## Begin Material for the task

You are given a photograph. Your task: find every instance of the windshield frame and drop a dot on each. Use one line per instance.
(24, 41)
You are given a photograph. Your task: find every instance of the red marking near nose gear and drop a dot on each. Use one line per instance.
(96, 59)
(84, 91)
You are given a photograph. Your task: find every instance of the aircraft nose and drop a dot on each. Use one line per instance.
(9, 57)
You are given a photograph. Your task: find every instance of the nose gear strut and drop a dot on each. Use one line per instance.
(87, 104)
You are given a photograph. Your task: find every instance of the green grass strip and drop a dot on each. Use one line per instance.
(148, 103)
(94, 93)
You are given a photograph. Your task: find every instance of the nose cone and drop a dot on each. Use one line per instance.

## End Material for the task

**Work to do:** Can you return all of the records above word for word, with nothing altered?

**Response to this exercise:**
You are given a photograph. Your task: find every instance of the windshield frame and drop a dot on each. Use one line per instance.
(24, 41)
You are given a photograph. Your task: find every instance of the red marking near nose gear and drop a dot on each. Use one line per instance.
(96, 59)
(84, 91)
You are given a photograph. Your task: find every instance of the aircraft nose and drop a dot on each. Use one line per instance.
(9, 57)
You are given a photograph. Your task: find every instance of the nose gear strut and drop a dot on each. Use one line per instance.
(87, 104)
You are given a photograph. Your task: find every instance of the green grass strip and drop a dot on each. Use one line per instance.
(148, 103)
(94, 93)
You are given a photograph. Your task: find every instance of the nose cone and drop a dot on each. Use one line per instance.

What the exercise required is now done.